# Assignment
Nothing in the data may be altered, so output all of it exactly.

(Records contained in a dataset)
*** Block opens ***

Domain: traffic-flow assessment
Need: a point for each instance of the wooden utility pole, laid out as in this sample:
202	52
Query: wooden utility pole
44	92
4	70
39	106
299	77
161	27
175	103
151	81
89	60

*** Block closes ***

# Result
Domain: traffic-flow assessment
Need: a point for each instance of the wooden utility pole, laid out as in this sample:
202	52
Query: wooden utility pole
44	92
4	70
39	106
299	77
161	27
175	103
151	81
89	60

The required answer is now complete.